##### SOURCE EXCERPT
- Born: 18 February 1890 Cheshire, England
- Died: 12 May 1960 (aged 70) Dorset, England
- Occupation: Indian Civil Service

= James Philip Mills =

British member of the Indian Civil Service and ethnographer

James Philip Mills CSI, CIE, FRAI (1890 – 1960) was a member of the Indian Civil Service and an ethnographer.

==Early years==
James Philip Mills was born on 18 February 1890, younger son of James Edward Mills and his wife Ada Smith. He was educated at Windlesham House School, Winchester College (1903–1908) and Corpus Christi College, Oxford (1909–1912).

==Career==
In 1913 Mills joined the Indian Civil Service and was posted to Assam Province. During the First World War he served as a trooper in the Jumna Valley Light Horse.[4] In 1916 he was assigned to the Naga Hills District, where he was appointed Subdivisional Officer based at Mokokchung.[2]

In 1926 he advised the government on the administration of the Chittagong Hill Tracts and was acting Deputy Commissioner of Cachar 1927-8. [4]

He was Deputy Commissioner Naga Hills District, based at Kohima during the 1930s.[3]

Alongside his official tasks, Mills took an interest in ornithology, gathering information on birds and mammals for the Bombay Natural History Society, which was published in 1923.[2]

While at Oxford he had acquired an interest in anthropology and inspired by the curator of the Pitt Rivers Museum. Henry Balfour, he and his colleague J.H. Hutton made important  ethnographic  collections for that institution.[4]  Philip Mills  published three monographs on the Nagas: The Lhota Nagas 1922, The Ao Nagas 1926 and The Rengma Nagas 1937. [4]   In 1930 he was appointed Honorary Director of Ethnography for Assam. The same year he married Pamela Moira Foster-Vesey-FitzGerald. From 1943-47 he was Adviser to the Governor of Assam for Tribal Areas and States.[3] This enabled him to visit little-known places north of the Bramhaputra such as the Subansiri and Lohit areas.[3]

Mills retired from the Indian Civil Service in 1947, and the following year was appointed Reader in Language and Culture at the School of Oriental and African Studies, University of London until his retirement in 1954.[3]  After his death, his collection of several hundred photographs was donated to SOAS. [4].
##########
##### RECORD LIST
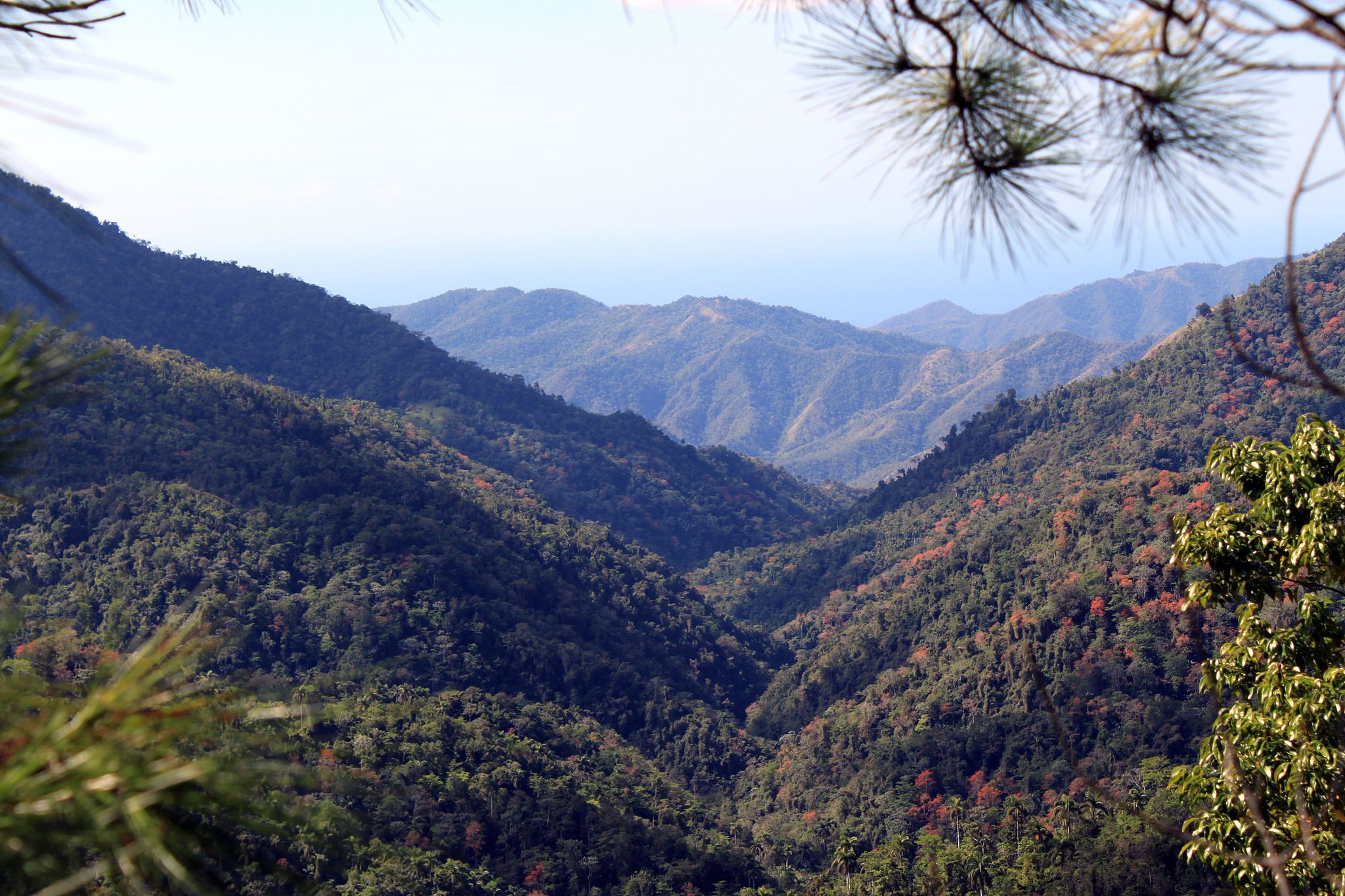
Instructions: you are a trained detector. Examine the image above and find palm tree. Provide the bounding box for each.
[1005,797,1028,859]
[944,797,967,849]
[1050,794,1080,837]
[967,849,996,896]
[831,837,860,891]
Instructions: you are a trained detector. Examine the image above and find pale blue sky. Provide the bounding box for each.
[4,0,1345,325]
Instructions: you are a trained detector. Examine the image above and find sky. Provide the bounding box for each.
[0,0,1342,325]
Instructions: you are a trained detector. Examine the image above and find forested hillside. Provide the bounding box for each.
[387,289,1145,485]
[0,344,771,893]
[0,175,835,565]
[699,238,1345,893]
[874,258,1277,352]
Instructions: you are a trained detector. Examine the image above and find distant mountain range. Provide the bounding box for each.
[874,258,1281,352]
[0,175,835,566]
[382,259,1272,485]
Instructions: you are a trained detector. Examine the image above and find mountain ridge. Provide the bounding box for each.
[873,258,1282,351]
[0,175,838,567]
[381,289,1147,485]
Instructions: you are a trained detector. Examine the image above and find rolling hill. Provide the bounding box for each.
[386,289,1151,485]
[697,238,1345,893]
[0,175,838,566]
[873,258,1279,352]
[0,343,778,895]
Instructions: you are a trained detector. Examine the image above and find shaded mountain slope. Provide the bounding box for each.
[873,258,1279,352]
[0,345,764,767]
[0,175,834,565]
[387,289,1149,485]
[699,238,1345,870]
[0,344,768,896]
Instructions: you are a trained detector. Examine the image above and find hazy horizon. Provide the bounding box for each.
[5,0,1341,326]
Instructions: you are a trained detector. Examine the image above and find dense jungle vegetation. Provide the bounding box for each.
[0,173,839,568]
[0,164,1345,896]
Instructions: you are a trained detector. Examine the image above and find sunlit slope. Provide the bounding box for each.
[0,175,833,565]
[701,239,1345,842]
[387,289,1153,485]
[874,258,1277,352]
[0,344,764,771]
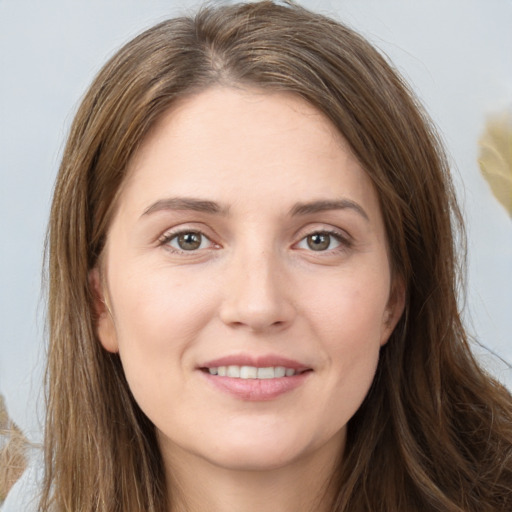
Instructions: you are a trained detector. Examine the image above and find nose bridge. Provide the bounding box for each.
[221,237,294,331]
##########
● INSTRUCTIONS
1 – Please reproduce the portion of the James Philip Mills biography starting at "Mills retired from" and ending at "to SOAS. [4].".
2 – According to the James Philip Mills biography, in what year did Mills marry Pamela Moira Foster-Vesey-FitzGerald?
The items are separate material, apart from the James Philip Mills biography.

● EXPECTED RESPONSES
1 –
Mills retired from the Indian Civil Service in 1947, and the following year was appointed Reader in Language and Culture at the School of Oriental and African Studies, University of London until his retirement in 1954.[3]  After his death, his collection of several hundred photographs was donated to SOAS. [4].

2 – 1930